## ARBEITSAUFTRAG A
Übersetze den Satz „Denn genau darauf warten sehr viele Player in diesem System, um sie danach frontal angreifen zu können.“ aus dem Forumsbeitrag über Billigfluggesellschaften ins Englische.

## AUSGANGSTEXT
● ● ●

Wow. Vielen Dank Sebastian für diese Posts. Habe noch selten soviel dazugelernt in diesem Forum wie in Deinen letzten 3 Posts, so soll es sein. 

 

Kleine Bemerkung zu den LCC carriern: 

 

Neben den wirtschaftlichen Überlegungen, die sich mir mit Deinen Ausführungen noch klarer erschliessen als zuvor, gibt es auch noch einen sehr wichtigen psychologischen Faktor, der Carriern wie Ryanair absolut klar ist: Sie DÜRFEN keinen Unfall haben. Nie. Denn genau darauf warten sehr viele Player in diesem System, um sie danach frontal angreifen zu können. 

 

Es hat auch in der Vergangenheit immer wieder Versuche gegeben, diese Carrier so zu diskreditieren, etwa in dem man sie in Vorfällen, wo diverse Airlines genau gleich involviert waren, speziell herausgehoben hat, etwa in dem man sie tw etwas länger im Holding liess um knappe Fuel Situationen zu provozieren (Spanien) und ähnliches.

● ● ●

## ARBEITSAUFTRAG B
Ändere in den Zeilen zur Bereichsbeschriftung, vom Anfang bis einschließlich der Zeile mit „left=225, top=48, right=254, bottom=106“, den Ausdruck „Grounding Module“ zu „Localization Module“. Gib nur diese Zeilen wieder und lass alles andere darin unverändert.

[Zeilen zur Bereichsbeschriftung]
● ● ●

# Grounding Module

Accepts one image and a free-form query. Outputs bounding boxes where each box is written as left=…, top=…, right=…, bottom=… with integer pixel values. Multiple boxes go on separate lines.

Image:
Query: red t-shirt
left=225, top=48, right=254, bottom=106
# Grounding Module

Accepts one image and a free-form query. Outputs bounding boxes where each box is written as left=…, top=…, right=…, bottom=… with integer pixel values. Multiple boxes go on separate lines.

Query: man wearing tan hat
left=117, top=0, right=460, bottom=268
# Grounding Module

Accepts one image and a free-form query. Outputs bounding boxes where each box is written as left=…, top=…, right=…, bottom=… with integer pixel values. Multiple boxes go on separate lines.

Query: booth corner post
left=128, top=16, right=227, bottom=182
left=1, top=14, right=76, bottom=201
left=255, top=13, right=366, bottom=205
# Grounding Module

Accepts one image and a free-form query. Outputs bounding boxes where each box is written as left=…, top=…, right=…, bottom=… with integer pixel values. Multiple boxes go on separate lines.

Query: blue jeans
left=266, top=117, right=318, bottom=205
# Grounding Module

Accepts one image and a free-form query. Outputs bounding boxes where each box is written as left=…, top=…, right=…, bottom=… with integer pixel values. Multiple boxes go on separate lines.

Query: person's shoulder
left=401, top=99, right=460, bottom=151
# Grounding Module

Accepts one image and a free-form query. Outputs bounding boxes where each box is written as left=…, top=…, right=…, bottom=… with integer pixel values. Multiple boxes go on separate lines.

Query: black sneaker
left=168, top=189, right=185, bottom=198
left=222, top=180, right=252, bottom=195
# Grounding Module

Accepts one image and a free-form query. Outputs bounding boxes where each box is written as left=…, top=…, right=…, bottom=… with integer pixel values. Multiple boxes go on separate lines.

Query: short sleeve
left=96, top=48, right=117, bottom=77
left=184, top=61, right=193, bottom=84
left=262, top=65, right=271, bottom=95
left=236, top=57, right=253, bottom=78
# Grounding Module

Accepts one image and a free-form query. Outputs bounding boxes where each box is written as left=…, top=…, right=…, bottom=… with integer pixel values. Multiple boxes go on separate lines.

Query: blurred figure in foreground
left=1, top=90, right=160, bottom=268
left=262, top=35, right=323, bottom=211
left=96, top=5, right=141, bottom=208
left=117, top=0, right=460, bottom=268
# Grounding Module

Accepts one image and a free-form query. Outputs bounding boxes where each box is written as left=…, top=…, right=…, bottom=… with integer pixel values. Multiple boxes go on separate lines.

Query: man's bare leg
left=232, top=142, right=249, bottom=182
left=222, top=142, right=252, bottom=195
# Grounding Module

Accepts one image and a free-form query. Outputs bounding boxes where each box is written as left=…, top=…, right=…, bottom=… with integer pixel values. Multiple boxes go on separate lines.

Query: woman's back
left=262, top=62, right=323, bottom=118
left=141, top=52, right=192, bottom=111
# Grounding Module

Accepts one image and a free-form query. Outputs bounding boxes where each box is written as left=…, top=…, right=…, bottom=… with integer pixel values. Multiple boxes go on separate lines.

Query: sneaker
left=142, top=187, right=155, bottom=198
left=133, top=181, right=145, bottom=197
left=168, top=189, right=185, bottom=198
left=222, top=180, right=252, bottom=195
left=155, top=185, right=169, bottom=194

● ● ●

## MUSTERLÖSUNG A
Because that is exactly what a great many players in this system are waiting for, so that they can then attack them head-on.

## MUSTERLÖSUNG B
# Localization Module

Accepts one image and a free-form query. Outputs bounding boxes where each box is written as left=…, top=…, right=…, bottom=… with integer pixel values. Multiple boxes go on separate lines.

Image:
Query: red t-shirt
left=225, top=48, right=254, bottom=106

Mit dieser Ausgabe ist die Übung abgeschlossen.